Records to use:
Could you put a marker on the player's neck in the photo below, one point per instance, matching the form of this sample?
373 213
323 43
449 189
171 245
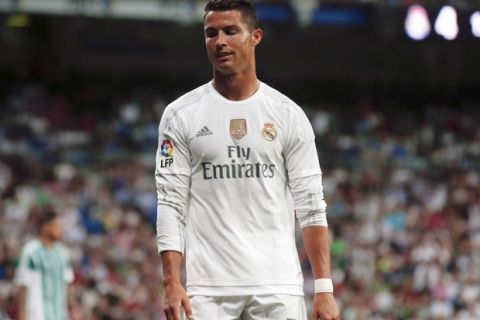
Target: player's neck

What the task asks: Return each line of the records above verbatim, leaving out the pictures.

Final result:
Could you put a marker on the player's neck in the photo below, one point per instance, matching the form of this sample?
373 213
323 43
449 189
171 245
Target: player's neck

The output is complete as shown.